Exercise prompt
The answer is one number: how many lines in the data below hold "brown".

Source information
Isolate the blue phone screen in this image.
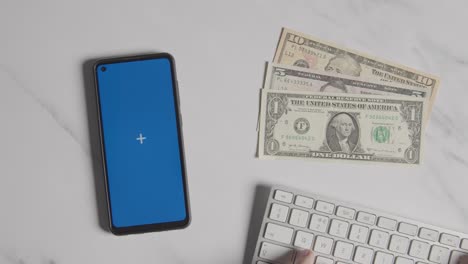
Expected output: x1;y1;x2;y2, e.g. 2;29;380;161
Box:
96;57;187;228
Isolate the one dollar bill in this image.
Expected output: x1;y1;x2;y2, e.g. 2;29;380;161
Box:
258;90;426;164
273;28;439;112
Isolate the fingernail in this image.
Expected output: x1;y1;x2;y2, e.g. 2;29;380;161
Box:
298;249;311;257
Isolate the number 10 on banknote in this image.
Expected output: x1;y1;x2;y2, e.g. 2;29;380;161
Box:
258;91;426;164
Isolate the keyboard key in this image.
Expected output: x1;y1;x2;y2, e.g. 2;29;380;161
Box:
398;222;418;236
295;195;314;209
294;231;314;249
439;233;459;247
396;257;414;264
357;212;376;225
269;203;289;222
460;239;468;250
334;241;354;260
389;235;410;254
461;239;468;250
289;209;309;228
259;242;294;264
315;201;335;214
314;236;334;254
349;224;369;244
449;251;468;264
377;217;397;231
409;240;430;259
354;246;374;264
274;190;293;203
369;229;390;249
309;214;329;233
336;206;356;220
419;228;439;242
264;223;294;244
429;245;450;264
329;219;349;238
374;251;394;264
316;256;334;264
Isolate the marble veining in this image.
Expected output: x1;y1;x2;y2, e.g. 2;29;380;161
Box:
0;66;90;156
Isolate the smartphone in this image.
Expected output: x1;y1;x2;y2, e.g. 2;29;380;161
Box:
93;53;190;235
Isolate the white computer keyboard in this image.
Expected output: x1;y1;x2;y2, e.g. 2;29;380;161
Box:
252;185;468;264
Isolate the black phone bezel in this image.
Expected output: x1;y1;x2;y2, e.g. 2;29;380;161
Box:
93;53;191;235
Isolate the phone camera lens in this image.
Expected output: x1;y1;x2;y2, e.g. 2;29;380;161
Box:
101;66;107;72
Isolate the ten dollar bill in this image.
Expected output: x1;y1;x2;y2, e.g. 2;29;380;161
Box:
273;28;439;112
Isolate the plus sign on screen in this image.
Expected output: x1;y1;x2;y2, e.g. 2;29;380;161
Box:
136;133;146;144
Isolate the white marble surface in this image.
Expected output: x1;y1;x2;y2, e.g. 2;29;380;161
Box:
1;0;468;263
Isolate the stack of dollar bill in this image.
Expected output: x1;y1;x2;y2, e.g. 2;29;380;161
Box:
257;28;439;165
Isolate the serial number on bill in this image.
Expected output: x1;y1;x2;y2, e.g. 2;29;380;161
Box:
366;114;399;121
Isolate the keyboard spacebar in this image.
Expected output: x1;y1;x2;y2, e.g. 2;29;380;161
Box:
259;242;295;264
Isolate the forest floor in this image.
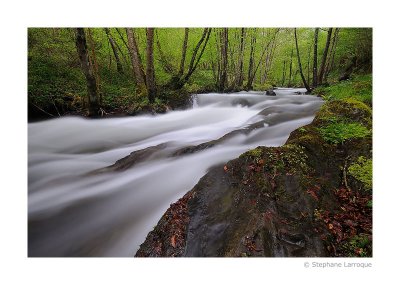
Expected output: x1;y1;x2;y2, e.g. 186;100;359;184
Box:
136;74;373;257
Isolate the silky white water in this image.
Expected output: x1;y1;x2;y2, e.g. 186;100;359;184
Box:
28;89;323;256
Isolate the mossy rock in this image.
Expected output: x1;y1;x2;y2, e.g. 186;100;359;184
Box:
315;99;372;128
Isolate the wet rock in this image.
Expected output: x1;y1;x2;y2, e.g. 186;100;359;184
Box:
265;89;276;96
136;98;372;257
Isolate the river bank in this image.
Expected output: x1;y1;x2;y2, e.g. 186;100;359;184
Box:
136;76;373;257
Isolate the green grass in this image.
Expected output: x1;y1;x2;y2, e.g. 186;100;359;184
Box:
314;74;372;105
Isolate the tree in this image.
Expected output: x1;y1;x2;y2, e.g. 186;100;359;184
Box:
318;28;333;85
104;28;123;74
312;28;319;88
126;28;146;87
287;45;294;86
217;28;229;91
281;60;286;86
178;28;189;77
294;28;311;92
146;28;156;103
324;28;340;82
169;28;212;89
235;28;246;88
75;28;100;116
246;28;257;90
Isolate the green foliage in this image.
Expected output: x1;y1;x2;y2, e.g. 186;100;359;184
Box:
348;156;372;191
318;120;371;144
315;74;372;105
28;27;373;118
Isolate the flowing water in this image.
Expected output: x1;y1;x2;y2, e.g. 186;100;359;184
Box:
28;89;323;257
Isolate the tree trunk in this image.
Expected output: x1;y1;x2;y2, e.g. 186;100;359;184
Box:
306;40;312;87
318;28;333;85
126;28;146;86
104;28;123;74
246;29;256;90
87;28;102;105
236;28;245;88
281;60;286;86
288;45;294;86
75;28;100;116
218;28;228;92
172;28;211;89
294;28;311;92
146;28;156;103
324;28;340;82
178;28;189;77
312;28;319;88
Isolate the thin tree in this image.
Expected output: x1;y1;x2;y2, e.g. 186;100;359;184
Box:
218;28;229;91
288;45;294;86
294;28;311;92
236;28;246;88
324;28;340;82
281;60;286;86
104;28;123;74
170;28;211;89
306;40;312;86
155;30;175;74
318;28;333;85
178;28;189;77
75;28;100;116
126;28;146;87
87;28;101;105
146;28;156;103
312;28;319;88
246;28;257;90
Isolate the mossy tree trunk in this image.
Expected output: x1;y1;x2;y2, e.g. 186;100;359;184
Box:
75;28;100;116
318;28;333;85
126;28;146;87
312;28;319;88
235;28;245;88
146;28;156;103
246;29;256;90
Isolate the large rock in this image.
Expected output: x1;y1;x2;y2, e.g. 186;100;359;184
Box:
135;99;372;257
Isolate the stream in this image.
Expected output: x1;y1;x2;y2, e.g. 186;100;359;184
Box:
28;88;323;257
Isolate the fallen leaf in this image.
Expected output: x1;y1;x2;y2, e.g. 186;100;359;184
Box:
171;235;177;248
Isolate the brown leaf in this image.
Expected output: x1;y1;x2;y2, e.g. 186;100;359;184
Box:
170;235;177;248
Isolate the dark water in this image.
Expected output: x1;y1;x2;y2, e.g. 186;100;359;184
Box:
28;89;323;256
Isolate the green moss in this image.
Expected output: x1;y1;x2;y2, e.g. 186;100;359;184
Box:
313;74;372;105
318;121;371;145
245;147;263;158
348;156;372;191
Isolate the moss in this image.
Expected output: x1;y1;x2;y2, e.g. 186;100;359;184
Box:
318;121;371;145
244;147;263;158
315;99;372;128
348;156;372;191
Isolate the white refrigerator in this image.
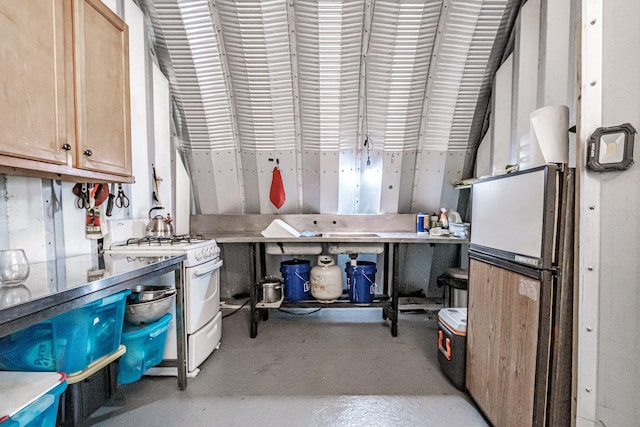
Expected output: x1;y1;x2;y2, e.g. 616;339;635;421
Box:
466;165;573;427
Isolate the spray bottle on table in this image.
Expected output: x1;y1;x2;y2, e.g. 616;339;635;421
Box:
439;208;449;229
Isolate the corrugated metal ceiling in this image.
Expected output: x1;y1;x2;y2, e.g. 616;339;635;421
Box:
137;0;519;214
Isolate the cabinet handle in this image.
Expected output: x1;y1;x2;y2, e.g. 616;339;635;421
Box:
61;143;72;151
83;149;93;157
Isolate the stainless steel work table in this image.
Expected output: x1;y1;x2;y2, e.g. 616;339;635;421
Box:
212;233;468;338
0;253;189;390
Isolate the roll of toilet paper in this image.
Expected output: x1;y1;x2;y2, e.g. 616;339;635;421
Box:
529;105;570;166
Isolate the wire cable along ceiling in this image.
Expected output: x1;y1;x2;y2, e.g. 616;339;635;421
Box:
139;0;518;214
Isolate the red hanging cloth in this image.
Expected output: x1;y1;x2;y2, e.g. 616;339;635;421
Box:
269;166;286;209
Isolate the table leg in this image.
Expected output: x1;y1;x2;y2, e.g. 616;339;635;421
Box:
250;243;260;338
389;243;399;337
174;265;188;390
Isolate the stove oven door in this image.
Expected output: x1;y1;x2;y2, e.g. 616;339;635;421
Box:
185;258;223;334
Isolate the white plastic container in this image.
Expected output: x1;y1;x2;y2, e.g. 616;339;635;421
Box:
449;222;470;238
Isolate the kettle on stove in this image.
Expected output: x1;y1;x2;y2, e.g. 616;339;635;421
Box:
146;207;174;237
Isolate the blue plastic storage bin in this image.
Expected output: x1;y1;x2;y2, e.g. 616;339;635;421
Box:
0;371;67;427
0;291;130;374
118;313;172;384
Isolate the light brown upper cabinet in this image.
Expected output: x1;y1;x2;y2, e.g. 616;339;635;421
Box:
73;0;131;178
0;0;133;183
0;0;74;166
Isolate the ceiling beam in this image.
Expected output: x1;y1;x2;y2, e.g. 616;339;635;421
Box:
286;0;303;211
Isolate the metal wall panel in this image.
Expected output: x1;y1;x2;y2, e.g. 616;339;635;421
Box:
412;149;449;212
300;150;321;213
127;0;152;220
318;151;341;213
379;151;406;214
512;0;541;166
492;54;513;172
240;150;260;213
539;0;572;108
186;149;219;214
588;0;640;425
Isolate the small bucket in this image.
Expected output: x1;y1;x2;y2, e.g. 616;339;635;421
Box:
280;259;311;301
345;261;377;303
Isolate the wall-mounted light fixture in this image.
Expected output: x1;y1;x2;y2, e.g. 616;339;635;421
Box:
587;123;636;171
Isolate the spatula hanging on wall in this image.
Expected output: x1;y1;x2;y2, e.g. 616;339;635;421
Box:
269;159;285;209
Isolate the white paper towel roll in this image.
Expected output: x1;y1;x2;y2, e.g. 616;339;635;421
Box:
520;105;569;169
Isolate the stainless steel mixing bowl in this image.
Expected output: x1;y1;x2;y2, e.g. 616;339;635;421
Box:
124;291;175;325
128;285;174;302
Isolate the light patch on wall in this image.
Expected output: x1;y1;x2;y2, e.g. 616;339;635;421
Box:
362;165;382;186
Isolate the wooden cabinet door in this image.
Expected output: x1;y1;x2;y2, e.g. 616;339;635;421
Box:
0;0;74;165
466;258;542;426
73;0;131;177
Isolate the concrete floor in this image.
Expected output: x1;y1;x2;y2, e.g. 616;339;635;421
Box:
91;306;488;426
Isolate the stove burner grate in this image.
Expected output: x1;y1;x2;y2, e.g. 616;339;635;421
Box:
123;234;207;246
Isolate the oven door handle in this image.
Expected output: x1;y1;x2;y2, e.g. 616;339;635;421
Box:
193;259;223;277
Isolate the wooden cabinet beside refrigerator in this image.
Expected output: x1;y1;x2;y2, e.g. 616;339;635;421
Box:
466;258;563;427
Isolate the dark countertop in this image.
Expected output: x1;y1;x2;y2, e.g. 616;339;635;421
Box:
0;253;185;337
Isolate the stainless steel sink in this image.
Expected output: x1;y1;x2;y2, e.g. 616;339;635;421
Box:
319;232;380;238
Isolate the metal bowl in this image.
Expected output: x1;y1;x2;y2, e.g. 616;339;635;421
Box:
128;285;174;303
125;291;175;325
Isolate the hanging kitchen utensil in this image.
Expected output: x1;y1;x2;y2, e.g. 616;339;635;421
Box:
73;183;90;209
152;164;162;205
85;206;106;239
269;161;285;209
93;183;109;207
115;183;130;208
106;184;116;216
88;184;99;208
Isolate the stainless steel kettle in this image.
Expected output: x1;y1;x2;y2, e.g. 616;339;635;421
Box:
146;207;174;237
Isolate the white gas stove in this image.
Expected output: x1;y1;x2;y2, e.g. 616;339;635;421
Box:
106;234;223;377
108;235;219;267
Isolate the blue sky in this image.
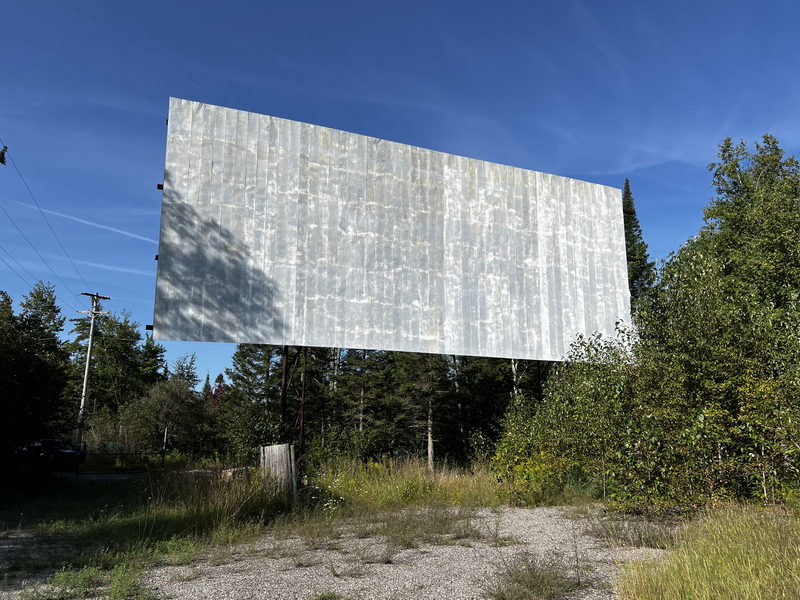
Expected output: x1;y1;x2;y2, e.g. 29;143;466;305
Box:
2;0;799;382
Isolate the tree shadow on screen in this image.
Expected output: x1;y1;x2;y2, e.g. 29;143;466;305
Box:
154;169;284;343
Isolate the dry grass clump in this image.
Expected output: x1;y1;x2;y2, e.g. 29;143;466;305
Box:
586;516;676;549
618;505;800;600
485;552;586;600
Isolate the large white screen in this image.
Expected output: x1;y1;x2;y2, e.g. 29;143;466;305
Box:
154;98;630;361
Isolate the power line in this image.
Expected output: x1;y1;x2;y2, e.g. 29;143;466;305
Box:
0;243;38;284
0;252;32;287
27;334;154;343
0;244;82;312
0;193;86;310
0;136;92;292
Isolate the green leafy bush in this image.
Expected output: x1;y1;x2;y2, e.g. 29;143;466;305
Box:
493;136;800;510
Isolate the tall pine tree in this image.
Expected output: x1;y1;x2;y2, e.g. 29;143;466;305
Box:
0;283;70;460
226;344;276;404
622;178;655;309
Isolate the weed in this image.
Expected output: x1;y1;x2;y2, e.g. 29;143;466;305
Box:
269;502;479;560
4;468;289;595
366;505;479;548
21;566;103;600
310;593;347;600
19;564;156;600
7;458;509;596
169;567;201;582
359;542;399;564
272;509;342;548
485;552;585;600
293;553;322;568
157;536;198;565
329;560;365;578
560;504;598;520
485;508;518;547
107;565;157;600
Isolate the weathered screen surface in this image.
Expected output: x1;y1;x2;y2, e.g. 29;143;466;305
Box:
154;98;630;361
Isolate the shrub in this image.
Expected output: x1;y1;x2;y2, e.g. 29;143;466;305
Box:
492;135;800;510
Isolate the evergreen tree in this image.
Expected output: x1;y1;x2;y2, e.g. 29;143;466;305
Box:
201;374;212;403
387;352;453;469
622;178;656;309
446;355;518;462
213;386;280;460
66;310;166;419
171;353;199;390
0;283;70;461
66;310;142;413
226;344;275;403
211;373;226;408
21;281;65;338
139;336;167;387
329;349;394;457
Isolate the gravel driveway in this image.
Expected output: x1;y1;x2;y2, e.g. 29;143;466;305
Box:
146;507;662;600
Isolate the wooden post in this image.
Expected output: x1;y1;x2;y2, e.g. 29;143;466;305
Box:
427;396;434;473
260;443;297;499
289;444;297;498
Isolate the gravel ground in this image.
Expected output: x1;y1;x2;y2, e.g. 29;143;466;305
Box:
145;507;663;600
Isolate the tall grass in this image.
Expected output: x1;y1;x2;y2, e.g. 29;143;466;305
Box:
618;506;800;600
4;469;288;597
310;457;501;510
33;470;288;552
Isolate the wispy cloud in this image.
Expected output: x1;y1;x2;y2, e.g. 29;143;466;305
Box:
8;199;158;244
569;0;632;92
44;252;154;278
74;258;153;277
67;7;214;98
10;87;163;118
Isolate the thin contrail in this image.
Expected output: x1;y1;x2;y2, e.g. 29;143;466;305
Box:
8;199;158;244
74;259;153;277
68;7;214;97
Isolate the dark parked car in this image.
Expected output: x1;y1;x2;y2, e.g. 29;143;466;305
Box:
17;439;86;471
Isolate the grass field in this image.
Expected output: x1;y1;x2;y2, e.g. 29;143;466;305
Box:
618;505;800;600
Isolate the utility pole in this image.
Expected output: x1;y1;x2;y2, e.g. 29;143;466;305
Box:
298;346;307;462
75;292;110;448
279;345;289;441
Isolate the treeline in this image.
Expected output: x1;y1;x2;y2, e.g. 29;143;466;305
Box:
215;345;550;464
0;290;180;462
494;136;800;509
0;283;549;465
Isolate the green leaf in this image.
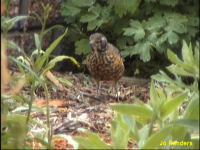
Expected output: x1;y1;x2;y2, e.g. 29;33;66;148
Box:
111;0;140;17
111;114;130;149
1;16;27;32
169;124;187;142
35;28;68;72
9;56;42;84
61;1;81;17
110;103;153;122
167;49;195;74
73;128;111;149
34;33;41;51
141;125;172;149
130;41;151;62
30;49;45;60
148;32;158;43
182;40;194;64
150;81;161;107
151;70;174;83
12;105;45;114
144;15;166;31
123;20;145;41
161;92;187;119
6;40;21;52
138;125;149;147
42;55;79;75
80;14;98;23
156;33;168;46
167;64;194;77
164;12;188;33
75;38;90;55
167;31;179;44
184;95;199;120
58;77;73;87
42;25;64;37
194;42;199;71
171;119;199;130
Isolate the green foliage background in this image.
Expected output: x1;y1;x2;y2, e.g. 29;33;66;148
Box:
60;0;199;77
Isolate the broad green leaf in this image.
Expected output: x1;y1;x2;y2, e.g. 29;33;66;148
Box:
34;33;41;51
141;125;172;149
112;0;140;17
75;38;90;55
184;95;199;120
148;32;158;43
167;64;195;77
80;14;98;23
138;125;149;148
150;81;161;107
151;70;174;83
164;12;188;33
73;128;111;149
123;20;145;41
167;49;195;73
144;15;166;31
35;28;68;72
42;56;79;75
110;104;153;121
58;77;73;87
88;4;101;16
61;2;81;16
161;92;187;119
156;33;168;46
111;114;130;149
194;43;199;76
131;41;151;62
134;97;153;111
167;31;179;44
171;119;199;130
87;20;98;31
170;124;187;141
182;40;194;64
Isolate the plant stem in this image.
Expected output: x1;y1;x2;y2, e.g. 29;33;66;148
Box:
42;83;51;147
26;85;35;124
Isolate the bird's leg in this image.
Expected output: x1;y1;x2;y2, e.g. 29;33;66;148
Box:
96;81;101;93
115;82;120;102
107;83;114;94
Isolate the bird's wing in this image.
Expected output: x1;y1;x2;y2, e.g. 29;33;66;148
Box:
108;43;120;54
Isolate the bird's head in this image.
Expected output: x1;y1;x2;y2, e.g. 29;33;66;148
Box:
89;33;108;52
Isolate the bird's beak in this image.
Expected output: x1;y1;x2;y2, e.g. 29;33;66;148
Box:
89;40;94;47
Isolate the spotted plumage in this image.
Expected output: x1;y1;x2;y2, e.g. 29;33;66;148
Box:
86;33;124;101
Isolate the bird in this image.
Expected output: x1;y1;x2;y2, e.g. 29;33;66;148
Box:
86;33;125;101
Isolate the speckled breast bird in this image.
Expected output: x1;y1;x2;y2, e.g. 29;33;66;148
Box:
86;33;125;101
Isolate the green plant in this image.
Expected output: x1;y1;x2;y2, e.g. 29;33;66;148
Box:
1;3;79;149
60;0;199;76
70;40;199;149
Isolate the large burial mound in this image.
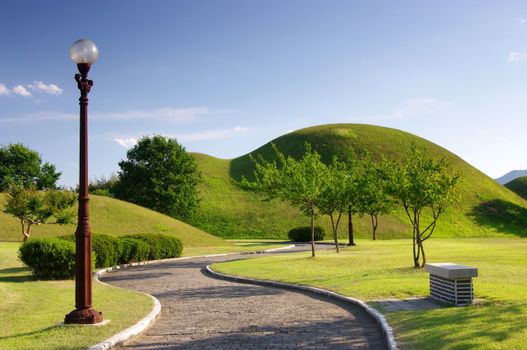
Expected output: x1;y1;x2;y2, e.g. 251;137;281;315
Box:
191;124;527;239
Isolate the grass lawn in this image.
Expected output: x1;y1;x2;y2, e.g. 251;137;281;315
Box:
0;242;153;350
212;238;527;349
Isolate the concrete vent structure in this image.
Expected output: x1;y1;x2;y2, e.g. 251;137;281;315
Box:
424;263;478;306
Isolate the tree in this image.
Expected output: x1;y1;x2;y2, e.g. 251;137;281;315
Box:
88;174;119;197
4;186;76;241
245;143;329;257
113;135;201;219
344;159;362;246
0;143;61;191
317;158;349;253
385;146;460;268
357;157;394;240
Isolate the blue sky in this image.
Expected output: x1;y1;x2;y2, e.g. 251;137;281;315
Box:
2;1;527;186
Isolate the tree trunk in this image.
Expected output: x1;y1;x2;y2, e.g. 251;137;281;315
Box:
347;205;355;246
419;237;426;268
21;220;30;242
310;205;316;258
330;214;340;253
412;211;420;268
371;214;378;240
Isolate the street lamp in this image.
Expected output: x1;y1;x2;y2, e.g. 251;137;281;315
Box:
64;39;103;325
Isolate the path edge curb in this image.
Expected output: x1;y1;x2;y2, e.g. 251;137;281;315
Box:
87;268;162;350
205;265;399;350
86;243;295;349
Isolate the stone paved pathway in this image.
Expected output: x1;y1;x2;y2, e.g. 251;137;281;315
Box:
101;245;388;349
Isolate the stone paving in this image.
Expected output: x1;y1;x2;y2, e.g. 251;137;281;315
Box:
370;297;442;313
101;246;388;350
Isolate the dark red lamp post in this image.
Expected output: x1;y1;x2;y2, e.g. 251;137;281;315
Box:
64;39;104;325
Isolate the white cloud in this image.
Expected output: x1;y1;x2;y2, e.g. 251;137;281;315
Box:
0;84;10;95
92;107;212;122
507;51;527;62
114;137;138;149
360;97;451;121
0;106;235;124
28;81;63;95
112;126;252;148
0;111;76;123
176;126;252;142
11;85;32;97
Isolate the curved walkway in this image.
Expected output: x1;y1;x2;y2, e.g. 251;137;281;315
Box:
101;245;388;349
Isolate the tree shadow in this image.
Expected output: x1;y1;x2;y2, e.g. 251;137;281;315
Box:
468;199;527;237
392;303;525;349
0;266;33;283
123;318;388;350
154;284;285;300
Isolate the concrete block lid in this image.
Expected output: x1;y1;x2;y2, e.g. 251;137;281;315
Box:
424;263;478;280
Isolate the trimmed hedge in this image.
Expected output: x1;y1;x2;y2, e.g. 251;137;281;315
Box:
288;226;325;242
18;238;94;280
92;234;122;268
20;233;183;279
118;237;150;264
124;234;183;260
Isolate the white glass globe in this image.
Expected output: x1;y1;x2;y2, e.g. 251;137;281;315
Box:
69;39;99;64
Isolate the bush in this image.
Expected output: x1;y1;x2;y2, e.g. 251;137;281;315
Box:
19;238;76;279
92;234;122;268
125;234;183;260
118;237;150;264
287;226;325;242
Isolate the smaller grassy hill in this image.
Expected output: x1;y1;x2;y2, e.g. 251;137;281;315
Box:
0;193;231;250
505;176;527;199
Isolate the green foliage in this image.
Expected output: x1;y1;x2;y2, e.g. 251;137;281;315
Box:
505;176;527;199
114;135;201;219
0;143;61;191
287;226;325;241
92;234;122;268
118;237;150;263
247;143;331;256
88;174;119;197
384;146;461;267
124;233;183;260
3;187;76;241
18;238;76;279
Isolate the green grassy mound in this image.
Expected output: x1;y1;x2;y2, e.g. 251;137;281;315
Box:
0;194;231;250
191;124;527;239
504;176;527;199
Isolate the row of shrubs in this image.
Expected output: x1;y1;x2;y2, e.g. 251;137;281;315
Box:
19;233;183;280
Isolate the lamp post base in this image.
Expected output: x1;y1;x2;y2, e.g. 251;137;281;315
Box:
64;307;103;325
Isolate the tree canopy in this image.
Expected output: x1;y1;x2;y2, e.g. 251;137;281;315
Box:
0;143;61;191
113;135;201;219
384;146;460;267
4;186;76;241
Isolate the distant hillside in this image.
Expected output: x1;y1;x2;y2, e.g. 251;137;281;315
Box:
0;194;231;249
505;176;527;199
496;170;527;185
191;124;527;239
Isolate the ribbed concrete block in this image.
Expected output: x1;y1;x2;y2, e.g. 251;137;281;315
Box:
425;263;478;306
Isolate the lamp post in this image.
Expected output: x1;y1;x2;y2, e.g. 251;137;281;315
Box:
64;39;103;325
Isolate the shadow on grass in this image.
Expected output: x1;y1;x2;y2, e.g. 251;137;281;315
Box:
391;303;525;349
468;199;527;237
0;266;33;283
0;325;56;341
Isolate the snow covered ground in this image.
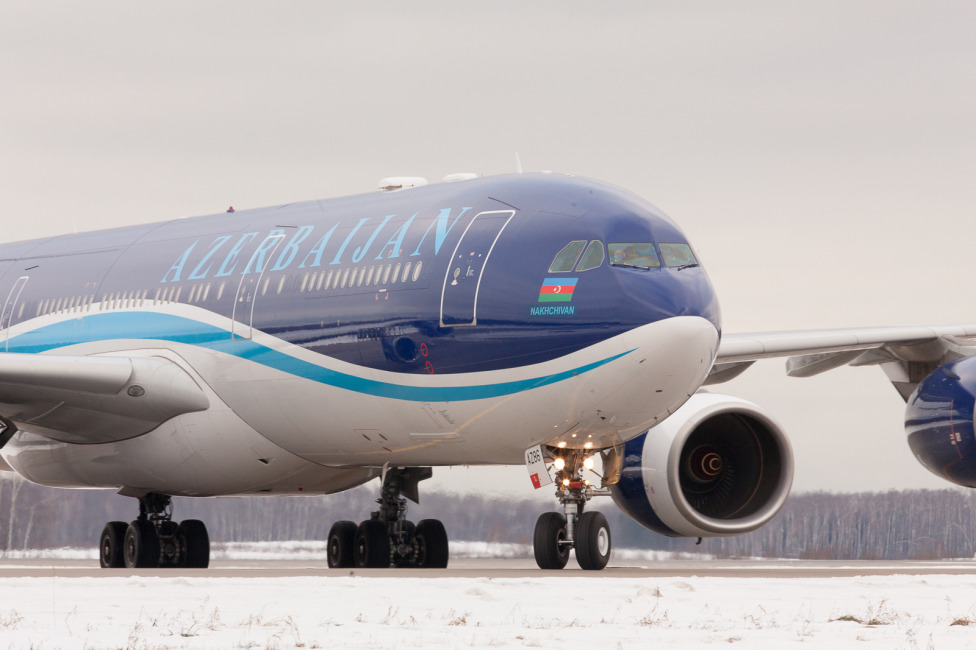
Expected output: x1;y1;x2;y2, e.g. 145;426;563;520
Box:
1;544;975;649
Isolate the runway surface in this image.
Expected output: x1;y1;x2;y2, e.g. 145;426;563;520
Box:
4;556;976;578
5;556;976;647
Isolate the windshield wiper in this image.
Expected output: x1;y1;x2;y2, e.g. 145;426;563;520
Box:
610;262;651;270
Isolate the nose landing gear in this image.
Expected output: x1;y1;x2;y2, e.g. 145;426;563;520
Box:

Answer space
2